### Task to carry out
Word for word, please restate the line containing "Tag one point per instance of the small" and all the lines that follow it to the end of the data.
### Excerpted data ###
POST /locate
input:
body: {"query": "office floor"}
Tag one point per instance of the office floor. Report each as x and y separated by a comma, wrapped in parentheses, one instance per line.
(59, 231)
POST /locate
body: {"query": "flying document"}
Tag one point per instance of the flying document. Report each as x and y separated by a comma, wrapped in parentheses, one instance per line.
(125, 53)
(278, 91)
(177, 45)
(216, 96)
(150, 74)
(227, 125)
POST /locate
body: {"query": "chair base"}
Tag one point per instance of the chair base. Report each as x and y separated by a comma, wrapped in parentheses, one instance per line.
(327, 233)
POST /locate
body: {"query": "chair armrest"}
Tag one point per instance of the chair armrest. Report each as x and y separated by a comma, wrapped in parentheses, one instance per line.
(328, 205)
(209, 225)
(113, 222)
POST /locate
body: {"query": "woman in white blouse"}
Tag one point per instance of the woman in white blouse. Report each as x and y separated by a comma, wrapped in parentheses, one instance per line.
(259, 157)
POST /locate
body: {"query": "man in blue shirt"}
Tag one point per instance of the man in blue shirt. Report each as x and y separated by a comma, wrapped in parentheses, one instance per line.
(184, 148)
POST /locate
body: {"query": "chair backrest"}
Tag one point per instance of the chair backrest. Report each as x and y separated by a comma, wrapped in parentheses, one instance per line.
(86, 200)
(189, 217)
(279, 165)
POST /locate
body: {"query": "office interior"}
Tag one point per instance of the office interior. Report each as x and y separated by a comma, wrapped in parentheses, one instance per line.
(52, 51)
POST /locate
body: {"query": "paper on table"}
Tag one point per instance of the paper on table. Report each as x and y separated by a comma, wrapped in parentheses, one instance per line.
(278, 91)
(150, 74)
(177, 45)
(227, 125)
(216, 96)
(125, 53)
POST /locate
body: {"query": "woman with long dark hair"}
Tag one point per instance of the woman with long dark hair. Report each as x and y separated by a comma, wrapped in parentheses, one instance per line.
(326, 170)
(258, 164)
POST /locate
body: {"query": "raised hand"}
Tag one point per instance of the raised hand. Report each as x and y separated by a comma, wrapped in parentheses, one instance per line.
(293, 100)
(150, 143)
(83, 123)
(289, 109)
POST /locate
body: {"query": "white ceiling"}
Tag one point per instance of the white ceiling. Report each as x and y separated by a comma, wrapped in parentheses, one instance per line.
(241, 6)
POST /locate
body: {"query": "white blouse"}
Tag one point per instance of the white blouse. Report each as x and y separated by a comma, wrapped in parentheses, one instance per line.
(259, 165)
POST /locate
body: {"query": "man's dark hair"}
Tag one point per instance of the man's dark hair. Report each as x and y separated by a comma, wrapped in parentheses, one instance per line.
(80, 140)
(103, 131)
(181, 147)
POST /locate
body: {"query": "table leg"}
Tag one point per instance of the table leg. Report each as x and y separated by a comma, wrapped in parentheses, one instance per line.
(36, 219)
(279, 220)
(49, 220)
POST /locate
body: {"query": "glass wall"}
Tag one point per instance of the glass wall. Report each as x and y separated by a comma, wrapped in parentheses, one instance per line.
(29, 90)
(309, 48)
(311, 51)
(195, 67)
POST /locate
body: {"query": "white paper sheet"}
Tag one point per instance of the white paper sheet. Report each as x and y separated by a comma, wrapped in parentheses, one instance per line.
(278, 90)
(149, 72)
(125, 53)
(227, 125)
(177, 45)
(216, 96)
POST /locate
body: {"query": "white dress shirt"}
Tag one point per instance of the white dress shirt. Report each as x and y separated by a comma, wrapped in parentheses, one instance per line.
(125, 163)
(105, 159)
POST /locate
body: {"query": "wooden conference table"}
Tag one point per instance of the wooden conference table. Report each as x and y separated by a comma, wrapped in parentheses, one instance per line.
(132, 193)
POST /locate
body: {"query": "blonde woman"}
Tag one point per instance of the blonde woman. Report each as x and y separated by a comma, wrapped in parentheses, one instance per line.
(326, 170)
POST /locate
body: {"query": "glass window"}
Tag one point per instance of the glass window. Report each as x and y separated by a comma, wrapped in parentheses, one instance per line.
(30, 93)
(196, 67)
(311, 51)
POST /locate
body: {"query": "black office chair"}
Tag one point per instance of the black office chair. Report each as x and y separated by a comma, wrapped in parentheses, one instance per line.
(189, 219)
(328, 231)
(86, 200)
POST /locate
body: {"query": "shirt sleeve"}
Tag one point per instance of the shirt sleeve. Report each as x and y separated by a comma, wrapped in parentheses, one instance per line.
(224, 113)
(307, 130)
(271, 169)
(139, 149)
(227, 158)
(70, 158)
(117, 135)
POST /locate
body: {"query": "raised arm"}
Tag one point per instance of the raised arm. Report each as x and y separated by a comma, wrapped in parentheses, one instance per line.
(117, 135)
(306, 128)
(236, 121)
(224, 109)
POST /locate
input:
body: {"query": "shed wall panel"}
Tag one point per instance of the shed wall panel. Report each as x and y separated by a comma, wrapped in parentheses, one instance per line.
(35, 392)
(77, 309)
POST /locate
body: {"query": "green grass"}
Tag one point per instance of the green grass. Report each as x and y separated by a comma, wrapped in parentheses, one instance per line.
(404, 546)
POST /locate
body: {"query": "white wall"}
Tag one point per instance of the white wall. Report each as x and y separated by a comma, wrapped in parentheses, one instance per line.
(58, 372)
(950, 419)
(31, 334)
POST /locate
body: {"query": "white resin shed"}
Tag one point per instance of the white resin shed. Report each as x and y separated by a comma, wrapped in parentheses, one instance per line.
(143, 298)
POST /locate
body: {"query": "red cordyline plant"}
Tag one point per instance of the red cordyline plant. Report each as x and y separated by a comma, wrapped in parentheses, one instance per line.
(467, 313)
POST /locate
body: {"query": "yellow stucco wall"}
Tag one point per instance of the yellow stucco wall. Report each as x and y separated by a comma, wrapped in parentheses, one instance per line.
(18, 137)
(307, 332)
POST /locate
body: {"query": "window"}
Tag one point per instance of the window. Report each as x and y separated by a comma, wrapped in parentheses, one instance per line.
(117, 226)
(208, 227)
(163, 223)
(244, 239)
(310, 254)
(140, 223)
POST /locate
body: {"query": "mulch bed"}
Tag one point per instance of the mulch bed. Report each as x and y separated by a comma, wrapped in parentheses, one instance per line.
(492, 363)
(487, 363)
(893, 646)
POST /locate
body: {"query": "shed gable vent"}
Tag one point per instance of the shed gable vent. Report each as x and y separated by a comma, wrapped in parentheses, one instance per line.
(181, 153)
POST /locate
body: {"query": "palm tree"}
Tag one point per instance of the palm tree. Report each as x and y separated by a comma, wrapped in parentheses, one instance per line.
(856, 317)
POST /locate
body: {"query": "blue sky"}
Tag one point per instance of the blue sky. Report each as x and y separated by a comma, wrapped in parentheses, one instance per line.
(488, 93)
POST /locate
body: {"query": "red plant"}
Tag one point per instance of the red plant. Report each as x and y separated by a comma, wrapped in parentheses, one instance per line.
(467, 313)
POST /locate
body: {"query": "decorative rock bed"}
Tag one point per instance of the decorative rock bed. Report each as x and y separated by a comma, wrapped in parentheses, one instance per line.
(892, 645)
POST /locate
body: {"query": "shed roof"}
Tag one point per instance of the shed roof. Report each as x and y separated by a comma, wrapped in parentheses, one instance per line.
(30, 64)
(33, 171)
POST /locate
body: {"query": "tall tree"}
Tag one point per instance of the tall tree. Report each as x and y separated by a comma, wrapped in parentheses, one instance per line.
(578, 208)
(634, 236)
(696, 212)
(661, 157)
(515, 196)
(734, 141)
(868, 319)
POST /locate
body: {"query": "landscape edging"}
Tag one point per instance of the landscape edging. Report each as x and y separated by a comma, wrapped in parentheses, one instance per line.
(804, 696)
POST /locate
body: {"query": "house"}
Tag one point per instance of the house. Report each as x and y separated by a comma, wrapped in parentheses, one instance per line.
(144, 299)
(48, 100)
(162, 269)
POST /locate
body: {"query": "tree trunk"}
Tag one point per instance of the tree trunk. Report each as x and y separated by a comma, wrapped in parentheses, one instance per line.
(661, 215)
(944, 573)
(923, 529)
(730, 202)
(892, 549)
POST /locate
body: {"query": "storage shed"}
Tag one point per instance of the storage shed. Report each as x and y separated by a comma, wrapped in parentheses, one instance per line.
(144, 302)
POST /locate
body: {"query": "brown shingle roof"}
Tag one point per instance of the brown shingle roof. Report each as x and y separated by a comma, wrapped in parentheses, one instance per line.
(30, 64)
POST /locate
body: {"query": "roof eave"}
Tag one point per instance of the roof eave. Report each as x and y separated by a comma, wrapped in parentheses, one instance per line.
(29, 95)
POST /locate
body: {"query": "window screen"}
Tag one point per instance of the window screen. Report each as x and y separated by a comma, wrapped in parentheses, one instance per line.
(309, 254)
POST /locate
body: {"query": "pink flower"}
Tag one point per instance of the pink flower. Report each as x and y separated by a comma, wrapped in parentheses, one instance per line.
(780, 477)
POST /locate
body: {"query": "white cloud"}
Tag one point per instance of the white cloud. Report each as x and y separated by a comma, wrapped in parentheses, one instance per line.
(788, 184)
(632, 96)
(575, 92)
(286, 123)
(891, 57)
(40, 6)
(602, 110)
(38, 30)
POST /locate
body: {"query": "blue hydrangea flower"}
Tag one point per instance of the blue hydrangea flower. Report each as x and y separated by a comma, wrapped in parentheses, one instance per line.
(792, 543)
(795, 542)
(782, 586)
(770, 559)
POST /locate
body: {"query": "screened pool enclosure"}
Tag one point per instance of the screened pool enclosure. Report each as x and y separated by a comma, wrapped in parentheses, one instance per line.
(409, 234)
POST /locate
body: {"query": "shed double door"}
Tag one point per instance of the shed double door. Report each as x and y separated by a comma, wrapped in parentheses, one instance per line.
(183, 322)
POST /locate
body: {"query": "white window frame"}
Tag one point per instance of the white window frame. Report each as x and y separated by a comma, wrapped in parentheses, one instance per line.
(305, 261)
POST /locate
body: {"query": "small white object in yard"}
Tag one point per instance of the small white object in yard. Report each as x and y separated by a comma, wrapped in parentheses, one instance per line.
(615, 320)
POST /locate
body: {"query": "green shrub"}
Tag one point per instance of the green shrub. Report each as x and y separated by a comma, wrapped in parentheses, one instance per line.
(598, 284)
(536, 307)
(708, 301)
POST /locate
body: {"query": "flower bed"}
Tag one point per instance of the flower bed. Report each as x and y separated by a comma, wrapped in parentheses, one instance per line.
###
### Written reply
Tag one point per instance of the small white object in yard. Report each as x and y separated by a comma, wrapped in parentheses, one instance per line.
(615, 320)
POST /locate
body: {"query": "green shrub"}
Tag one point per instance of the green shrub. Report each as x and y separated by a comma, wrapped in parentheses, one instance per line.
(598, 284)
(536, 307)
(708, 301)
POST /locate
body: {"query": "flower bed"}
Tag one point per instance of the flower bed. Report each as x and y separated by a comma, wrapped in parentheses, one instance per line.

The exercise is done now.